Dataset entries:
┌────────
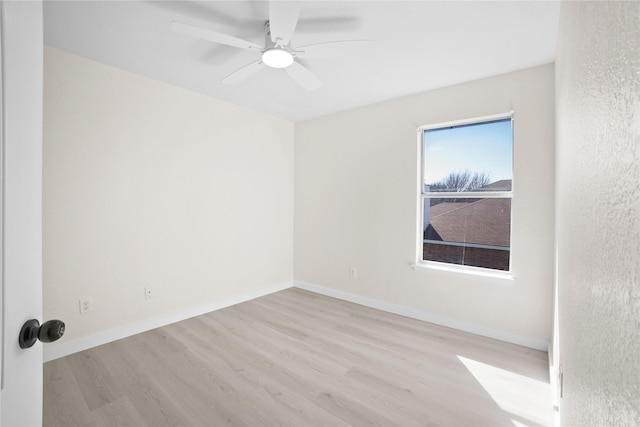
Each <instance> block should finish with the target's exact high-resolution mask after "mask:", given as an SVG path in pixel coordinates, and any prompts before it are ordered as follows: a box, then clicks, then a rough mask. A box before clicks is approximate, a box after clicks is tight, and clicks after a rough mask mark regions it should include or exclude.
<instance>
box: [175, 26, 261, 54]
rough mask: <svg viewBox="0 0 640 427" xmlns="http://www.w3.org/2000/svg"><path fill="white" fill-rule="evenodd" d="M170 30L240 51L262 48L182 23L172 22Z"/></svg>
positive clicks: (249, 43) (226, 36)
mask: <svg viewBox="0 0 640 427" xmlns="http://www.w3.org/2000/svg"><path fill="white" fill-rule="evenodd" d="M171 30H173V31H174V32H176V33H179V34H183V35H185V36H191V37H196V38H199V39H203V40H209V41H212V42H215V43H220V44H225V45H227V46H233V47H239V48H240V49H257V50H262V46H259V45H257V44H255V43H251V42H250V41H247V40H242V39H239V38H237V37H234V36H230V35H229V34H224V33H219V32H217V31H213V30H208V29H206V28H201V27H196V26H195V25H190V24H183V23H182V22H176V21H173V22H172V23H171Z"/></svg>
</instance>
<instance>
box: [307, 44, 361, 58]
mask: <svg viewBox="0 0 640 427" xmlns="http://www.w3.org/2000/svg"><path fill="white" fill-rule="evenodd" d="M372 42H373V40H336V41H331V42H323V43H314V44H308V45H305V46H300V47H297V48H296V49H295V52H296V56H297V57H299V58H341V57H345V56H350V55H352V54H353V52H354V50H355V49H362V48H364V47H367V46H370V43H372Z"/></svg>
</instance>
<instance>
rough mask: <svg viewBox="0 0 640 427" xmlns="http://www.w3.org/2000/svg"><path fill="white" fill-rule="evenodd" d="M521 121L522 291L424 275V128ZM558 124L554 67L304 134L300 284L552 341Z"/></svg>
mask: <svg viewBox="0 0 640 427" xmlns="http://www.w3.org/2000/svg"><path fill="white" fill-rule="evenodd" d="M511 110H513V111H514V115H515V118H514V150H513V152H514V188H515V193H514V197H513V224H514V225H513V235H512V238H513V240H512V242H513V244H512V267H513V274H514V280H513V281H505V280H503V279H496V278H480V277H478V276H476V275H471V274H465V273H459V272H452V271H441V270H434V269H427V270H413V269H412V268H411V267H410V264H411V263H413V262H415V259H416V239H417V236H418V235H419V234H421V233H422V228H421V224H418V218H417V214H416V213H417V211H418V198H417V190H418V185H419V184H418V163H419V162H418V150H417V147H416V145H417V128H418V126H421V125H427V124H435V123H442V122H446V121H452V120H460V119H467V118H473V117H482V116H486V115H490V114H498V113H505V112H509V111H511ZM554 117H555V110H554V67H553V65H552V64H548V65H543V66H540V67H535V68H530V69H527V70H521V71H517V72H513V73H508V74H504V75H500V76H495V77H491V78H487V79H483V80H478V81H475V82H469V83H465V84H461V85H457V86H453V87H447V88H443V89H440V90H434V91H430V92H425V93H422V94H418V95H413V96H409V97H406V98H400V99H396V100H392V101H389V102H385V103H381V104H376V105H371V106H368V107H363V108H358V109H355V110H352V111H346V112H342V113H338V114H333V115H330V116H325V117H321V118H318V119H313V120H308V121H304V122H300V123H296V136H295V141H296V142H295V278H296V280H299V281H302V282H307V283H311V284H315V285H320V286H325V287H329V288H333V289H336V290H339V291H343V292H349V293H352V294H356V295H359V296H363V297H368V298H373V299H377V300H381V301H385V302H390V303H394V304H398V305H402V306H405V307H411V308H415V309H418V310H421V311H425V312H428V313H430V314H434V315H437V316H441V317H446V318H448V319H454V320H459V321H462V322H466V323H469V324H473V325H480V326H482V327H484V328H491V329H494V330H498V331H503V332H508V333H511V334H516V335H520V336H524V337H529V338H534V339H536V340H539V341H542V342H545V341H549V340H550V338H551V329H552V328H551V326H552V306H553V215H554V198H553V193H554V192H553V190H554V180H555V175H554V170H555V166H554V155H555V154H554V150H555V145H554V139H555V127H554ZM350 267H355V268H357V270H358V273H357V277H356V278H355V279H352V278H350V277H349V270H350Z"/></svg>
└────────
Copy out each line of the data exactly as it reads; skip the pictures.

> _YOUR RESPONSE_
Each <instance> block should finish with the target's exact high-resolution mask after "mask:", given as an SVG path in pixel coordinates, and any prompts before it are ordered as follows: a box, then clicks, then a rough mask. A box before clicks is approximate, a box after clicks is tight, and clicks after a rough mask mark regions it should include or exclude.
<instance>
box: [175, 26, 261, 54]
rough mask: <svg viewBox="0 0 640 427" xmlns="http://www.w3.org/2000/svg"><path fill="white" fill-rule="evenodd" d="M170 30L240 51L262 48L182 23L172 22Z"/></svg>
positive clicks: (249, 43) (226, 36)
mask: <svg viewBox="0 0 640 427" xmlns="http://www.w3.org/2000/svg"><path fill="white" fill-rule="evenodd" d="M171 30H173V31H174V32H176V33H179V34H183V35H185V36H191V37H196V38H199V39H203V40H209V41H212V42H215V43H220V44H225V45H227V46H233V47H239V48H240V49H257V50H262V46H259V45H257V44H255V43H251V42H250V41H247V40H242V39H239V38H237V37H234V36H230V35H229V34H224V33H219V32H217V31H213V30H208V29H206V28H201V27H196V26H195V25H190V24H183V23H182V22H176V21H173V22H172V23H171Z"/></svg>
</instance>
<instance>
box: [307, 44, 361, 58]
mask: <svg viewBox="0 0 640 427" xmlns="http://www.w3.org/2000/svg"><path fill="white" fill-rule="evenodd" d="M372 42H373V40H336V41H331V42H323V43H314V44H308V45H305V46H300V47H297V48H296V49H295V52H296V56H297V57H299V58H341V57H345V56H350V55H352V54H353V52H354V50H355V49H362V48H364V47H367V46H370V43H372Z"/></svg>
</instance>
<instance>
rough mask: <svg viewBox="0 0 640 427" xmlns="http://www.w3.org/2000/svg"><path fill="white" fill-rule="evenodd" d="M521 121L522 291L424 275V128ZM558 124L554 67L304 134L300 284L552 341Z"/></svg>
mask: <svg viewBox="0 0 640 427" xmlns="http://www.w3.org/2000/svg"><path fill="white" fill-rule="evenodd" d="M511 110H513V111H514V115H515V118H514V150H513V152H514V188H515V193H514V197H513V224H514V225H513V235H512V238H513V240H512V242H513V244H512V267H513V274H514V280H513V281H505V280H503V279H496V278H480V277H478V276H476V275H471V274H465V273H459V272H452V271H441V270H434V269H427V270H413V269H412V268H411V267H410V264H411V263H413V262H415V259H416V239H417V236H418V235H419V234H421V233H422V228H421V224H418V218H417V214H416V213H417V211H418V198H417V190H418V185H419V184H418V163H419V162H418V150H417V147H416V145H417V128H418V126H421V125H427V124H435V123H442V122H446V121H452V120H460V119H467V118H473V117H482V116H486V115H490V114H498V113H505V112H509V111H511ZM554 117H555V110H554V67H553V65H552V64H548V65H543V66H540V67H535V68H530V69H527V70H521V71H517V72H513V73H508V74H504V75H500V76H495V77H491V78H487V79H483V80H478V81H475V82H469V83H465V84H461V85H457V86H453V87H447V88H443V89H440V90H434V91H430V92H425V93H422V94H418V95H413V96H409V97H406V98H400V99H396V100H392V101H389V102H385V103H381V104H376V105H371V106H368V107H363V108H358V109H355V110H352V111H346V112H342V113H338V114H333V115H330V116H325V117H321V118H318V119H313V120H308V121H304V122H300V123H296V136H295V141H296V142H295V278H296V280H299V281H302V282H307V283H311V284H315V285H320V286H325V287H329V288H333V289H336V290H339V291H343V292H349V293H352V294H356V295H359V296H363V297H368V298H373V299H377V300H381V301H385V302H390V303H394V304H398V305H402V306H405V307H411V308H415V309H418V310H421V311H425V312H428V313H430V314H434V315H437V316H441V317H446V318H448V319H454V320H459V321H462V322H466V323H469V324H473V325H480V326H482V327H484V328H491V329H494V330H498V331H503V332H508V333H511V334H516V335H520V336H524V337H529V338H534V339H536V340H539V341H542V342H545V341H549V340H550V338H551V329H552V328H551V326H552V306H553V215H554V198H553V193H554V192H553V190H554V180H555V175H554V170H555V166H554V155H555V154H554V150H555V145H554V139H555V127H554ZM350 267H355V268H357V270H358V273H357V277H356V278H355V279H352V278H350V277H349V270H350Z"/></svg>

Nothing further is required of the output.